Extracted text ▸
Autumn so often brings traces of smoke in the air from those who burn leaves or have final campfires. This evening there is a smell in the air, but it’s not leaves: it’s thick. Sticky. Persistent.
Hate.
Jenny pulls another sheet from her book, a page ripped out of a literature textbook. Jenny’s circled the four-line refrain over and over and over:
Come away, O human child!
To the waters and the wild
With a faery, hand in hand,
For the world’s more full of weeping than you can understand.
“Yeats. ‘The Stolen Child.’ You think…” Charlotte has to pause, because to
say this is even possible… No, she couldn’t let this be possible. “You think those
animal things are fairies?”

Now, at long last, we can continue Charlotte’s story beyond the Wall, where another wall, this one underwater, awaits her crossing into the unknown…

It towers above them, surely taller than Rose House. Yet it stands incomplete: the wall runs about the width of Rose House, but the lake waters continue on either side. And directly in front of them there’s a large hole in the wall, as if it was built that way. Unlike the Wall above, this one allows life to grow upon it: seaweed, old and frayed as an ancient mariner’s hair, yes, but still, it is something growing upon the rock around that hole. The hole has a pull to it, a current that barely touches them with soft fingertips, but it is there, palpable, and Liam’s wings feel its pull. He has not known such a pull since traveling the Water Road so very long ago… “Where does that go?”
Blinkey sneers, steps backward. “Nowhere. Everywhere.”
“On pain of death, we’re bound by magic to remain within the Wall of River Vine—”
“Is that what you are afraid of?” Blinkey grins, displaying two solid rows of teeth shaped like little white Ws.
Charlotte feels the muscles in Liam’s arm tighten as he replies, “I am not afraid.”

Short exercise ▸ In the story excerpt, what shape are Blinkey's teeth? The items that come next have no connection to the story excerpt.

Information supplied ▸
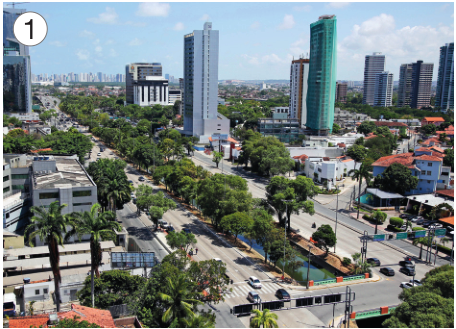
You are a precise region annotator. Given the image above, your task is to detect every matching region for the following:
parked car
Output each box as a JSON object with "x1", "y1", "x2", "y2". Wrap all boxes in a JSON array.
[
  {"x1": 366, "y1": 258, "x2": 381, "y2": 266},
  {"x1": 276, "y1": 289, "x2": 291, "y2": 299},
  {"x1": 380, "y1": 267, "x2": 395, "y2": 276},
  {"x1": 249, "y1": 276, "x2": 262, "y2": 289},
  {"x1": 247, "y1": 291, "x2": 260, "y2": 303},
  {"x1": 399, "y1": 266, "x2": 415, "y2": 276}
]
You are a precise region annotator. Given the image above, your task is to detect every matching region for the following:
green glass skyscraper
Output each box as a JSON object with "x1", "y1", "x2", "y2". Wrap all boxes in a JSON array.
[{"x1": 306, "y1": 15, "x2": 337, "y2": 135}]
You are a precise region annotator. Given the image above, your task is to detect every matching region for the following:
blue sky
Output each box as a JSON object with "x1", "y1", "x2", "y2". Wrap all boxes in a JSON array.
[{"x1": 16, "y1": 2, "x2": 454, "y2": 81}]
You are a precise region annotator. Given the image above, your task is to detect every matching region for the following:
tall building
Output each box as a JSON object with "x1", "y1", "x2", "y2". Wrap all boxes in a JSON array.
[
  {"x1": 289, "y1": 58, "x2": 309, "y2": 128},
  {"x1": 363, "y1": 53, "x2": 385, "y2": 105},
  {"x1": 435, "y1": 42, "x2": 454, "y2": 111},
  {"x1": 306, "y1": 15, "x2": 337, "y2": 135},
  {"x1": 410, "y1": 61, "x2": 434, "y2": 109},
  {"x1": 336, "y1": 82, "x2": 347, "y2": 104},
  {"x1": 125, "y1": 63, "x2": 168, "y2": 106},
  {"x1": 396, "y1": 64, "x2": 413, "y2": 107},
  {"x1": 183, "y1": 22, "x2": 230, "y2": 143},
  {"x1": 374, "y1": 71, "x2": 393, "y2": 107}
]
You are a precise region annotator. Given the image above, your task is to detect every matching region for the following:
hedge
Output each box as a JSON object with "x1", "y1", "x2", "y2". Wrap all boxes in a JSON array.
[{"x1": 390, "y1": 217, "x2": 404, "y2": 227}]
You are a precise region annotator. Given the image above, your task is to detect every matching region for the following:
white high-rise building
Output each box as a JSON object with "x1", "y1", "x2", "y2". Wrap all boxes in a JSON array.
[
  {"x1": 183, "y1": 22, "x2": 230, "y2": 143},
  {"x1": 363, "y1": 53, "x2": 385, "y2": 105},
  {"x1": 374, "y1": 71, "x2": 393, "y2": 107},
  {"x1": 289, "y1": 58, "x2": 309, "y2": 128}
]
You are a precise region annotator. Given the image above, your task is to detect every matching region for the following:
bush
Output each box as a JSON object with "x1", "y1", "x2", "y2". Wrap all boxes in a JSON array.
[
  {"x1": 390, "y1": 217, "x2": 404, "y2": 227},
  {"x1": 342, "y1": 257, "x2": 351, "y2": 266}
]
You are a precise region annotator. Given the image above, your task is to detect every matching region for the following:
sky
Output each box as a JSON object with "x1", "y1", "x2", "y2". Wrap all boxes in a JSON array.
[{"x1": 9, "y1": 2, "x2": 454, "y2": 81}]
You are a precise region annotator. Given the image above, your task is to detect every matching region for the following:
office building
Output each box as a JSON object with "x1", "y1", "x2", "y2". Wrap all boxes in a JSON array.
[
  {"x1": 182, "y1": 22, "x2": 230, "y2": 143},
  {"x1": 374, "y1": 71, "x2": 393, "y2": 107},
  {"x1": 363, "y1": 53, "x2": 385, "y2": 105},
  {"x1": 410, "y1": 61, "x2": 434, "y2": 109},
  {"x1": 306, "y1": 15, "x2": 337, "y2": 135},
  {"x1": 397, "y1": 64, "x2": 413, "y2": 107},
  {"x1": 289, "y1": 58, "x2": 309, "y2": 127},
  {"x1": 125, "y1": 63, "x2": 164, "y2": 104},
  {"x1": 435, "y1": 42, "x2": 454, "y2": 112},
  {"x1": 336, "y1": 82, "x2": 347, "y2": 104}
]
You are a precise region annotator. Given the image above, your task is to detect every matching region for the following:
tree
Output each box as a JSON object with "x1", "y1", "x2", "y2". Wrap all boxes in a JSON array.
[
  {"x1": 24, "y1": 201, "x2": 75, "y2": 312},
  {"x1": 220, "y1": 212, "x2": 253, "y2": 243},
  {"x1": 159, "y1": 274, "x2": 203, "y2": 324},
  {"x1": 250, "y1": 309, "x2": 279, "y2": 328},
  {"x1": 71, "y1": 203, "x2": 122, "y2": 307},
  {"x1": 312, "y1": 225, "x2": 337, "y2": 253},
  {"x1": 212, "y1": 151, "x2": 223, "y2": 168},
  {"x1": 348, "y1": 163, "x2": 372, "y2": 219},
  {"x1": 374, "y1": 163, "x2": 418, "y2": 195}
]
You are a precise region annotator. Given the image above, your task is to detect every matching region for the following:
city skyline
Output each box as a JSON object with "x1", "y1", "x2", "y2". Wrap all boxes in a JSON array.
[{"x1": 16, "y1": 2, "x2": 454, "y2": 81}]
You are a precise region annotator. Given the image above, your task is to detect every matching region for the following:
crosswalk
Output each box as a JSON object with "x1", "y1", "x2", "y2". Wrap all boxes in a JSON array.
[{"x1": 225, "y1": 282, "x2": 281, "y2": 298}]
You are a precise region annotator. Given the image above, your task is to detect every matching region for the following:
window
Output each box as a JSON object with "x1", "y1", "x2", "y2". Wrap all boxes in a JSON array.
[
  {"x1": 40, "y1": 192, "x2": 59, "y2": 199},
  {"x1": 73, "y1": 190, "x2": 92, "y2": 198}
]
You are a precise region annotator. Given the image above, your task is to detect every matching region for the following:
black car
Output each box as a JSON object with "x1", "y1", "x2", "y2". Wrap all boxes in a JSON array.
[
  {"x1": 366, "y1": 258, "x2": 380, "y2": 266},
  {"x1": 399, "y1": 266, "x2": 415, "y2": 276},
  {"x1": 380, "y1": 267, "x2": 394, "y2": 276},
  {"x1": 276, "y1": 289, "x2": 290, "y2": 299}
]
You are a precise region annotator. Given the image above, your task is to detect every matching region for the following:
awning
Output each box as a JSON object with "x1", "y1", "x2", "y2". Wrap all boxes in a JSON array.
[{"x1": 367, "y1": 188, "x2": 404, "y2": 199}]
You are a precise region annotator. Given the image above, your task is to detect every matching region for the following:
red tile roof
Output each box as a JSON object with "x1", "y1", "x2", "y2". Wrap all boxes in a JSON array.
[{"x1": 435, "y1": 189, "x2": 454, "y2": 198}]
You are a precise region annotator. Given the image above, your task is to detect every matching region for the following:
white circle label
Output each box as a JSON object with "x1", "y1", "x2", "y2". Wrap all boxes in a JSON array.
[{"x1": 14, "y1": 11, "x2": 47, "y2": 46}]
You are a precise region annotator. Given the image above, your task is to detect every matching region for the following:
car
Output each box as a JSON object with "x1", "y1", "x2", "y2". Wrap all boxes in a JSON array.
[
  {"x1": 399, "y1": 266, "x2": 415, "y2": 276},
  {"x1": 247, "y1": 291, "x2": 260, "y2": 303},
  {"x1": 380, "y1": 267, "x2": 395, "y2": 276},
  {"x1": 366, "y1": 258, "x2": 380, "y2": 266},
  {"x1": 275, "y1": 289, "x2": 291, "y2": 299},
  {"x1": 409, "y1": 279, "x2": 423, "y2": 286},
  {"x1": 249, "y1": 276, "x2": 262, "y2": 289}
]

Complete answer ▸ They are shaped like little white Ws, in two solid rows.